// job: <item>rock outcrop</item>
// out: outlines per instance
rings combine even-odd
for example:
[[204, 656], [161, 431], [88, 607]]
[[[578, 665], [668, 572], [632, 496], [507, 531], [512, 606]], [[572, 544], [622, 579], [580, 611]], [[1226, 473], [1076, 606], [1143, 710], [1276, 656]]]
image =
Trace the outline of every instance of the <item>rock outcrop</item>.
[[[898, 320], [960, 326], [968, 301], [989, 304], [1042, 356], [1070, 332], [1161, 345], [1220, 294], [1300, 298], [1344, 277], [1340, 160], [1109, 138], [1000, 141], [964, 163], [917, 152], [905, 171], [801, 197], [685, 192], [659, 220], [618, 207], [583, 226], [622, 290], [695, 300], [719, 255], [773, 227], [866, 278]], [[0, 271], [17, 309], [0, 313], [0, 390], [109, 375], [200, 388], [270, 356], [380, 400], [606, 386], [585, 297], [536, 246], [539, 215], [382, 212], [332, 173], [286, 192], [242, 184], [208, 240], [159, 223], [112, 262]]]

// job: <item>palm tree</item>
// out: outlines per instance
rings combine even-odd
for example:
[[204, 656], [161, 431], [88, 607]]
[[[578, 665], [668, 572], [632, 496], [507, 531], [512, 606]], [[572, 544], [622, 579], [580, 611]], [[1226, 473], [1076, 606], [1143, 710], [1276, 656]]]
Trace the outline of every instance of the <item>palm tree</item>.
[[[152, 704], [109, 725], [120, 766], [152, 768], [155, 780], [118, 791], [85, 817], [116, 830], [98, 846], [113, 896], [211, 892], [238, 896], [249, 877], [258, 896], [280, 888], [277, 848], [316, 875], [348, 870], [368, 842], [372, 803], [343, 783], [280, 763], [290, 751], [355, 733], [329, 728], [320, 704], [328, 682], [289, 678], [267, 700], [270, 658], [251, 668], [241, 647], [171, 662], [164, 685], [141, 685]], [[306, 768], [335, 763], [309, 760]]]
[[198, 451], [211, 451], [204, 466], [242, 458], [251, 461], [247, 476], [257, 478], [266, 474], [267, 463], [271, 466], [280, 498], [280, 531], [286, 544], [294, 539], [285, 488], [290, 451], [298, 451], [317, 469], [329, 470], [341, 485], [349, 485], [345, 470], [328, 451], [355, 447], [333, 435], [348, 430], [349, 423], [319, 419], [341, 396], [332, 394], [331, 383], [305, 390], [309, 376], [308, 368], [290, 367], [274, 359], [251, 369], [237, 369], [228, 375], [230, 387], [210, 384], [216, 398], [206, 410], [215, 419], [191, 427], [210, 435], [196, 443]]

Instructions for the task: Rewrite the listing above, replacing every occurrence of "outlines per instance" with "polygons per instance" and leaving everything else as it is.

Exercise solution:
// job: <item>rock outcrop</item>
// out: polygons per instance
rings combine even-odd
for example:
[[204, 656], [161, 431], [88, 607]]
[[[578, 665], [668, 572], [632, 496], [507, 531], [512, 606]], [[572, 544], [622, 579], [580, 611]], [[1226, 473], [1076, 606], [1143, 710], [1276, 656]]]
image =
Trace the outline of every instance of the <item>rock outcrop</item>.
[[[898, 320], [960, 326], [968, 301], [989, 304], [1042, 356], [1070, 332], [1161, 345], [1220, 294], [1300, 298], [1344, 277], [1340, 160], [1109, 138], [1000, 141], [964, 163], [917, 152], [905, 171], [801, 197], [685, 192], [659, 220], [618, 207], [583, 226], [622, 290], [695, 300], [719, 255], [773, 227], [866, 278]], [[0, 271], [17, 309], [0, 313], [0, 390], [109, 375], [200, 388], [270, 356], [380, 400], [606, 386], [585, 297], [536, 246], [539, 215], [382, 212], [332, 173], [286, 192], [242, 184], [208, 240], [159, 223], [112, 262]]]

// job: <item>palm tree</item>
// out: polygons per instance
rings combine even-odd
for example:
[[204, 656], [161, 431], [88, 607]]
[[[578, 665], [668, 572], [632, 496], [507, 531], [512, 606]], [[572, 544], [622, 579], [580, 611]], [[1226, 473], [1076, 606], [1143, 710], [1276, 656]]]
Trace the outline of every instance of the <item>palm tree</item>.
[[[152, 704], [109, 725], [120, 766], [152, 768], [155, 780], [118, 791], [85, 817], [116, 830], [98, 846], [113, 896], [211, 892], [238, 896], [249, 877], [258, 896], [280, 888], [277, 848], [316, 875], [348, 870], [368, 842], [372, 803], [343, 783], [280, 763], [290, 751], [355, 733], [329, 728], [320, 704], [328, 682], [289, 678], [267, 700], [270, 658], [251, 668], [241, 647], [171, 662], [164, 685], [141, 685]], [[306, 768], [335, 763], [309, 760]]]
[[198, 451], [211, 451], [204, 466], [242, 458], [251, 461], [247, 476], [257, 478], [266, 474], [267, 463], [271, 466], [280, 498], [280, 531], [286, 544], [294, 539], [285, 488], [290, 451], [298, 451], [317, 469], [329, 470], [341, 485], [349, 485], [345, 470], [328, 451], [355, 447], [333, 435], [348, 430], [349, 423], [319, 419], [341, 396], [332, 394], [331, 383], [305, 390], [309, 376], [308, 368], [290, 367], [274, 359], [251, 369], [237, 369], [228, 375], [230, 387], [210, 384], [216, 398], [206, 410], [215, 419], [191, 427], [210, 435], [196, 443]]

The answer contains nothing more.